Reading text -

One thing that is often overlooked within the world of fitness is the quality of nutrients that we consume. We get so caught up in the amount of each macronutrient that we forget that improvements often come down to quality over quantity.
I learned this the hard way. Early in my career, I ate low-quality food and built what I thought was a low-quality physique. And one of the things that I severely neglected was eating the right kinds of fats and not investing money into the kinds of meats that put on slabs of quality muscle.
There is one kind of food that I wanted to focus on specifically that I think can bring good results to those trying to get the most out of their diets: grass-fed beef. But let me explain the difference between grass-fed beef and traditional grain-fed beef.
When you buy beef from the store and it’s from commercial corn- and grain-fed animals, you’re only as good as what the cattle ate. (Good farmers know that quality grass and soil are the key to a great product.) And in that sense, you’re ingesting low-quality, cheap corn and grain that is not going to contribute to adding muscle and keeping you lean the way that you desire. In fact, the corn that industrial meat producers feed their cows can actually be counter-productive to positive gains for our physique. Grass-fed beef is also much better for the environment and far less cruel for the animals. I know that might not make a difference for some people, but my wife and I have four dogs and three horses, so animal welfare is a passionate issue for us.
Much of this issue comes down to a balance of omega-3 and omega-6 fatty acids found within the beef. You see, when cows are fed genetically modified corn and grain, they contain less omega-3 fats and begin to have a higher quantity of omega-6. Since most of our diets are already dominated by omega-6 fats, mostly from vegetable oils and canola oils found in so many processed foods, we don’t need an additional omega-6 boost from our meat sources. In fact, the imbalance of omega-6 and omega-3 in our bodies actually causes inflammation, which makes it easier to gain fat and lose muscle. Commercial beef deprives us of precious omega-3 fats that help us mobilize body-fat stores, says the American Society for Clinical Nutrition, and which provide cardiovascular benefits as well.
When we look at grass-fed ground beef, we see that it has a 3:1 ratio of omega-6 to omega-3 fats, whereas corn- and grain-fed beef has a 20:1 ratio. Those are some pretty astonishing numbers. So I’ll put it like this: The more omega-6 you add to the diet, the more you’re going to slow down the ability to burn fat. But there’s one more thing that makes grass-fed beef so much better—the abundance of conjugated linoleic acid (CLA). According to a study by the University of Georgia, CLA is most noted for its ability to allow your body to more easily break down fat cells into fatty acids that can be used for energy. Simply put, eating grass-fed beef will prime your body to utilize fats for fuel.
Besides CLA, grass-fed meat also contains more trans-vaccenic acid (TVA), a trans-fatty acid that can combat heart disease, diabetes, and obesity. (Don’t worry, naturally occurring trans fats are vastly different from the manmade abominations you find in grocery store pastries.) In addition, TVA is a dietary precursor to CLA, meaning it will convert to CLA in the body.

[Natural language region descriptions]
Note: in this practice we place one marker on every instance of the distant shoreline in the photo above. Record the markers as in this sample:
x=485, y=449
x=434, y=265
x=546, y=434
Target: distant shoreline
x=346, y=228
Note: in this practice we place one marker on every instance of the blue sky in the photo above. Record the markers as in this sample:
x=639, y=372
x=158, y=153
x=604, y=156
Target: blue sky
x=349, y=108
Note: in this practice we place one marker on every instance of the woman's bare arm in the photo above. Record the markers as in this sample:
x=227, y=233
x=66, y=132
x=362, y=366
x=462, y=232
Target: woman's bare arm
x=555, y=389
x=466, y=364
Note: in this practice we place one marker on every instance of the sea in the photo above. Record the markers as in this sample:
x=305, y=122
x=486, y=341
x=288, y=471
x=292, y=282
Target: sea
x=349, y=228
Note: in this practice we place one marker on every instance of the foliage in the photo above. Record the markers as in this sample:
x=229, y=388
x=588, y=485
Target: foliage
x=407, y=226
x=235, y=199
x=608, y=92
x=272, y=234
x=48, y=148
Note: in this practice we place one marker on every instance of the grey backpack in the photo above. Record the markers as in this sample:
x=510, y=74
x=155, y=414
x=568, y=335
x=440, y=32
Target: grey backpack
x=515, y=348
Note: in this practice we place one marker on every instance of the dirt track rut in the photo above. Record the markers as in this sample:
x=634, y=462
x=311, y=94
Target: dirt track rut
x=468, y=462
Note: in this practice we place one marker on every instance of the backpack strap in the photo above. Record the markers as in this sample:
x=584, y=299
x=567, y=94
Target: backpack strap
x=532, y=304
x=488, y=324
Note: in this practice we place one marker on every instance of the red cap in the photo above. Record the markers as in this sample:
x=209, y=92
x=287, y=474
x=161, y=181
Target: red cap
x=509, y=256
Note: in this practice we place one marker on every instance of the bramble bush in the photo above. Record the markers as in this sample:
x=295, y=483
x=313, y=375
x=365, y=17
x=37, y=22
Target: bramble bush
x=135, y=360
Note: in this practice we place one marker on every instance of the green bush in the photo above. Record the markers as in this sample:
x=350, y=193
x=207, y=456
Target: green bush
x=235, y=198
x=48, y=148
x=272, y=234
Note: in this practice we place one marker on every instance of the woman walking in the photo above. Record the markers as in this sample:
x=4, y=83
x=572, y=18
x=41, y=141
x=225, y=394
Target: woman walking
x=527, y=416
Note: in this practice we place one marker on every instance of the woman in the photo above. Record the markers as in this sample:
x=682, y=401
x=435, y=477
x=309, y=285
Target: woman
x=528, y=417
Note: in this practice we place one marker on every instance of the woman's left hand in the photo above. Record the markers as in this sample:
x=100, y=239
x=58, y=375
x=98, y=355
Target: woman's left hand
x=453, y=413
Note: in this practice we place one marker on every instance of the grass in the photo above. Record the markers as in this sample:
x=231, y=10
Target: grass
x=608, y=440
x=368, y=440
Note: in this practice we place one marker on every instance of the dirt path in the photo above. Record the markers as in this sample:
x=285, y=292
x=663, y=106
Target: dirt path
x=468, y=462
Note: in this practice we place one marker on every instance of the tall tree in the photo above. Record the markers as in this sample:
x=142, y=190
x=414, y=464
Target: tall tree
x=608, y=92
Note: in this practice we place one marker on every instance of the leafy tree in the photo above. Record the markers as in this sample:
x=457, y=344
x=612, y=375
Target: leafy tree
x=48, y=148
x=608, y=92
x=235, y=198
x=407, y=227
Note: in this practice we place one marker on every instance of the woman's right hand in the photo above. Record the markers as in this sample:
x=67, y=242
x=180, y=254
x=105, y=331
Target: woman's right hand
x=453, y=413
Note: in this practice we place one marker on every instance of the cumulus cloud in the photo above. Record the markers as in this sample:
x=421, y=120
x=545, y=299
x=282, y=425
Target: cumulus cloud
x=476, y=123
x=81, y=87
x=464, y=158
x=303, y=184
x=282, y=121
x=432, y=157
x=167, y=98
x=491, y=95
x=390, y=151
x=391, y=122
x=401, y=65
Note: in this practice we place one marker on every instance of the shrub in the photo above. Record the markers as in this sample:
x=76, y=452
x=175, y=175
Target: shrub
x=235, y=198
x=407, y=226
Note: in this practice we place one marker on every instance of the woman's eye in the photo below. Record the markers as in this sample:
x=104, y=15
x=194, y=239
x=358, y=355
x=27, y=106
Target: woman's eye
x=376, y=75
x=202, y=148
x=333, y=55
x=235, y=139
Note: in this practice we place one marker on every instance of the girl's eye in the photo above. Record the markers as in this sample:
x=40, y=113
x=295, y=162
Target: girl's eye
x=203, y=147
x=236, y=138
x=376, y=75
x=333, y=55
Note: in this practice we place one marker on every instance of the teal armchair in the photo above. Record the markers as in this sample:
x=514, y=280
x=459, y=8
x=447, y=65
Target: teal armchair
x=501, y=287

What is needed - List every condition that the text about grass-fed beef says trans-vaccenic acid (TVA) can combat.

Answer to the problem - Heart disease, diabetes, and obesity.